───── DATA LISTING ─────
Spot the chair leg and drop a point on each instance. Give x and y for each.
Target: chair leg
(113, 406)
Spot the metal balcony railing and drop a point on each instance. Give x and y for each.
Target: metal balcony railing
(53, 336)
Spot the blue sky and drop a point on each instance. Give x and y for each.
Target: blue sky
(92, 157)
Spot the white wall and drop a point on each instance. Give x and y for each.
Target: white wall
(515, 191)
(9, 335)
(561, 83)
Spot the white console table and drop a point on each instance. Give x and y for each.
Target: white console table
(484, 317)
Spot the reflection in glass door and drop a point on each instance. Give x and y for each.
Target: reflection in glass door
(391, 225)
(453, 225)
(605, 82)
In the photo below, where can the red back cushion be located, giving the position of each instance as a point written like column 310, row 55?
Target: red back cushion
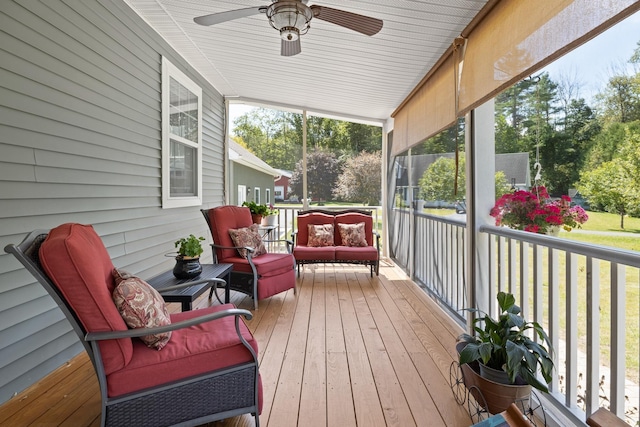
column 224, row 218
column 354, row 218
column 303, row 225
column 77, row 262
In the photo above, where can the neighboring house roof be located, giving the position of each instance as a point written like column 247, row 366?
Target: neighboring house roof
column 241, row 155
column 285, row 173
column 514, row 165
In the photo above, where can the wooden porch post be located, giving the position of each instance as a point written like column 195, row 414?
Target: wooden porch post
─────
───── DATA LISTING ─────
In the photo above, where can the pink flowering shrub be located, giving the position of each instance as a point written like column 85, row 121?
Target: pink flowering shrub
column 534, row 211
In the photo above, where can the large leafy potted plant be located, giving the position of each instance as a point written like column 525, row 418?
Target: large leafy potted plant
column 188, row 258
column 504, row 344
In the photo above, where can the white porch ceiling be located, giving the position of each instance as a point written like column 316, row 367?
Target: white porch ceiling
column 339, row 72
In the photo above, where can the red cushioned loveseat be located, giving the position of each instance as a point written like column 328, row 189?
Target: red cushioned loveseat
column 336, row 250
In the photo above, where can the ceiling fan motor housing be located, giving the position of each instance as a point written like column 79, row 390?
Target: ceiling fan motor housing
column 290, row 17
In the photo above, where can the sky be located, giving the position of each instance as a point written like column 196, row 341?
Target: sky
─────
(WORK TO BE COMPLETED)
Return, word for word, the lines of the data above from the line with "Target: chair leg" through the line with "Spot the white wall", inclusive.

(COMPLETED TASK)
Target: chair leg
(113, 406)
Spot the metal balcony railing and drop a point on each instance. Give x and y for each.
Target: metal balcony railing
(53, 336)
Spot the blue sky and drop a point on each instance. Give x and y for each.
Target: blue sky
(92, 157)
Spot the white wall and drop a point on each instance. Give x and y for each.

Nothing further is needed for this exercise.